**Short exercise**
Quote the passage from the post about the writer's late father word for word, starting at "We shared memories" and ending at "this wonderful man!".

**Source document**
·····

After
my father passed away, I was determined
to keep his love and his ways
alive and strong in my childrens
lives, and in mine too, of course.
We shared memories about funny
times, joyful times and , even,
difficult times and how grampa,
gracefully, handled the situations
to enhance the best outcome. My
hopes were that my children would
have a wonderfuul example of their
grampa and be able to have thier
own stories to tell their children
about this wonderful man!
He had a soft, loving, kind of
grace about him and for a,generally,
big man, I always saw him as graceful.
I did not realize that until now.
There are so many stories about
him while he was alive; Like how
he told me about the 12 angels
he works with and sends to his
children when they are in need
of different things in their lives.
There were, among others; the
"Angel of Wisdom", the
"Angel of Comfort",
the "Angel of Determination",
just to name a few. I remember
being so touched he shared that
with me because; he was not a
big talker, yet, when he did say
things they seemed of the utmost
importance.
Anyways, I recalled a story I
love to share with people. I do
not remember dates, very well,
yet, I think it was about 2002,
when my son was living in Michigan.
(I was in California). I woke
up from a short dream and since
I seemed to wake up urgently and
suddenly, I took a minute to just
lay there and ask my self "wow,
what was that all about"?
After gaining a little focus,
I rememebred it was my father,
in my dream.
I, usually, just see his blue
eyes without him saying a word.
This time, he said "Call
J and ask him to look out the
window....he will know why".
At that time in the dream he was
puffing on a long skinny brown
cigar and I smelled that familar
smell..yuk!
Ok. Now, the thing is; my son
was at the age where he gently
teased or razzed me about "being
psychic" or "hearing
things", lol. I already knew
he had intuition throughout his
life, yet, it wasn't spoken about,
directly, so I knew he was kind
of unsure and uncomfrtable about
it all, and, thats ok! I had to
be myself and hope through the
insecurity he would always love
me, at least, if not accept how
I saw things. I had made a strong
decision too begin offering readings
in 1996, after my father passed
away, because, at that time, the
senses were so intense and the
visions so strong; I knew I was
being asked to share them. It
was a private world, however.
I did not share it as much, with
J, when he was little, as I do
now with my 2 girls, because I
was a full time single parent,
working a 9-5 job and life was
full of obligation and responsibility
to the max. I, also, knew my ex
husband might think I was an unfit
mother if I shared such notions
with his son..so i squelched or
buried that part of life for the
most part. It had to be that way
in order to provide for my boy
and keep him safe and cared for
(and fed). Anyways; thats a whole
other story filled with little
stories, lol.
Back to the main story. I sat
up and thought to myself "oh
my gosh, your kidding dad! you
want me to call J? I want to keep
you alive, to keep you involved
in our lives, yet, call J., and
ask him to look out the window
for a few minutes and he will
know why?"
This is one of those times I felt
tested.

·····

**Information given**

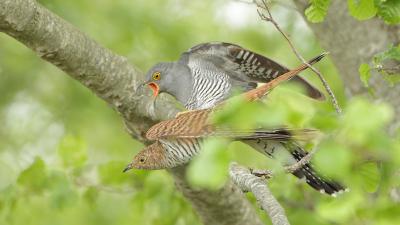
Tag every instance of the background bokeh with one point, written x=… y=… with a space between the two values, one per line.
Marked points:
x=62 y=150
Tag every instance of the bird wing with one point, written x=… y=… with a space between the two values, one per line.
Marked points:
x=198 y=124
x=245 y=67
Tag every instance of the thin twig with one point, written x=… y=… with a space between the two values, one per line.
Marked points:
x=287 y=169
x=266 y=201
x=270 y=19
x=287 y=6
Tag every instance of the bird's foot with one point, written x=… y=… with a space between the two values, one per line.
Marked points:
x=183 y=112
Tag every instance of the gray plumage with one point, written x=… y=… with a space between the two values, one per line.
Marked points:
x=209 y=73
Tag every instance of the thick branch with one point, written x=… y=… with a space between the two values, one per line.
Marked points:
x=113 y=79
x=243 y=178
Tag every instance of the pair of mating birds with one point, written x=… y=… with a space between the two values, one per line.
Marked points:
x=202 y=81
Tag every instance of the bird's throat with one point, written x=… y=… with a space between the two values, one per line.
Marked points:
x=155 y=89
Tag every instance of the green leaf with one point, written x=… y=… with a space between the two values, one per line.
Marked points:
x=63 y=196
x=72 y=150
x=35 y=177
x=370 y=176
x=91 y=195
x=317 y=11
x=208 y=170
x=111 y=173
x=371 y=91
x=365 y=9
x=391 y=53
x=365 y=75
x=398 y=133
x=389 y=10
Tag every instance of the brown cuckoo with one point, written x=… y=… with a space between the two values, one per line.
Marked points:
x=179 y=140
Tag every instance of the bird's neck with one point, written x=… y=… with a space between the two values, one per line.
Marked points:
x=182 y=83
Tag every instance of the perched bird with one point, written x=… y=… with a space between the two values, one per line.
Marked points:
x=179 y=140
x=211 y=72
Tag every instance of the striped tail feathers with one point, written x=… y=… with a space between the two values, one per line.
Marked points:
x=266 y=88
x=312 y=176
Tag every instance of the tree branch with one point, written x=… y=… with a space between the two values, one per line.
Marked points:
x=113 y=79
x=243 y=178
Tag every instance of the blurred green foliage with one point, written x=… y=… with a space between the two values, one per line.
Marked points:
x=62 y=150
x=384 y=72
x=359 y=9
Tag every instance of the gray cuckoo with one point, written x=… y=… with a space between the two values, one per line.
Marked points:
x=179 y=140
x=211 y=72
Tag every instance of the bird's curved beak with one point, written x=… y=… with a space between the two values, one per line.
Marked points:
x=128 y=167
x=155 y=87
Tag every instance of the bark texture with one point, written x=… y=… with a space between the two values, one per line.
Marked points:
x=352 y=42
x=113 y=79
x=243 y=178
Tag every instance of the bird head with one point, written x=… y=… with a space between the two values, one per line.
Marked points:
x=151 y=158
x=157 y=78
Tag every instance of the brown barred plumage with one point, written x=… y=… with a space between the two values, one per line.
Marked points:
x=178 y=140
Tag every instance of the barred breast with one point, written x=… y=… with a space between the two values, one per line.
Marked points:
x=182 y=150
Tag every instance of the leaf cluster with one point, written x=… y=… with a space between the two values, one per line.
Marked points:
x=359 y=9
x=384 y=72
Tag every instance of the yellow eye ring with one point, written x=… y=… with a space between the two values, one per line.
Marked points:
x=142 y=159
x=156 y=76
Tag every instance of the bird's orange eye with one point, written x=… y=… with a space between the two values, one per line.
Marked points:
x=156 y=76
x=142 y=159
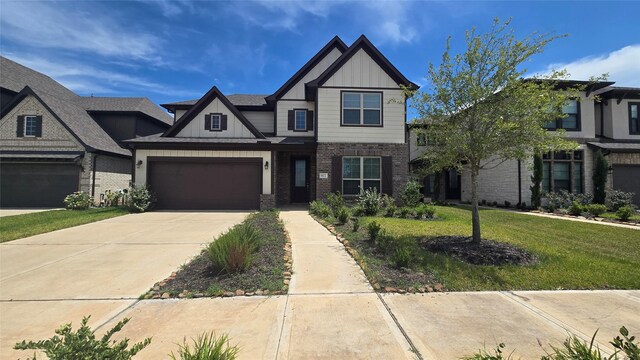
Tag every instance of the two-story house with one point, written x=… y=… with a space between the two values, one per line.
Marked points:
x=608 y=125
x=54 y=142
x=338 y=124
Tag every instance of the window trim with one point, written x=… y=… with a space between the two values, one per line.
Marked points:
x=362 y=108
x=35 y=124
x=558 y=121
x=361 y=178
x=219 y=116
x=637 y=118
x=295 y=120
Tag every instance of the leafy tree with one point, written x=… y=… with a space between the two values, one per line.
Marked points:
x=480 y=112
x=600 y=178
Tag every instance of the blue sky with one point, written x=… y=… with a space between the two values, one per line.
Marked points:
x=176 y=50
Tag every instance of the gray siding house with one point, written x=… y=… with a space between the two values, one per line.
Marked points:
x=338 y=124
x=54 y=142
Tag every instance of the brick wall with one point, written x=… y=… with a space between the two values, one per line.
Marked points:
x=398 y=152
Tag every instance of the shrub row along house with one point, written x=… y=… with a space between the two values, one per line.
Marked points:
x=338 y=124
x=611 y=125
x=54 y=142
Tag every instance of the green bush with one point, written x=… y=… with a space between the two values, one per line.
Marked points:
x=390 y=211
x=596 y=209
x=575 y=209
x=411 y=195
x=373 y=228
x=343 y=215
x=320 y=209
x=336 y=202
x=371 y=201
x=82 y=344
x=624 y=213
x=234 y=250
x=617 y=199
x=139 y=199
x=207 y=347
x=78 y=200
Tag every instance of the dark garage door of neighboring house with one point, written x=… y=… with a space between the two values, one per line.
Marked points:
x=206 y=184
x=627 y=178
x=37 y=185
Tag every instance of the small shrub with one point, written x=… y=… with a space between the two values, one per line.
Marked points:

·····

**Answer in full**
We shared memories about funny
times, joyful times and , even,
difficult times and how grampa,
gracefully, handled the situations
to enhance the best outcome. My
hopes were that my children would
have a wonderfuul example of their
grampa and be able to have thier
own stories to tell their children
about this wonderful man!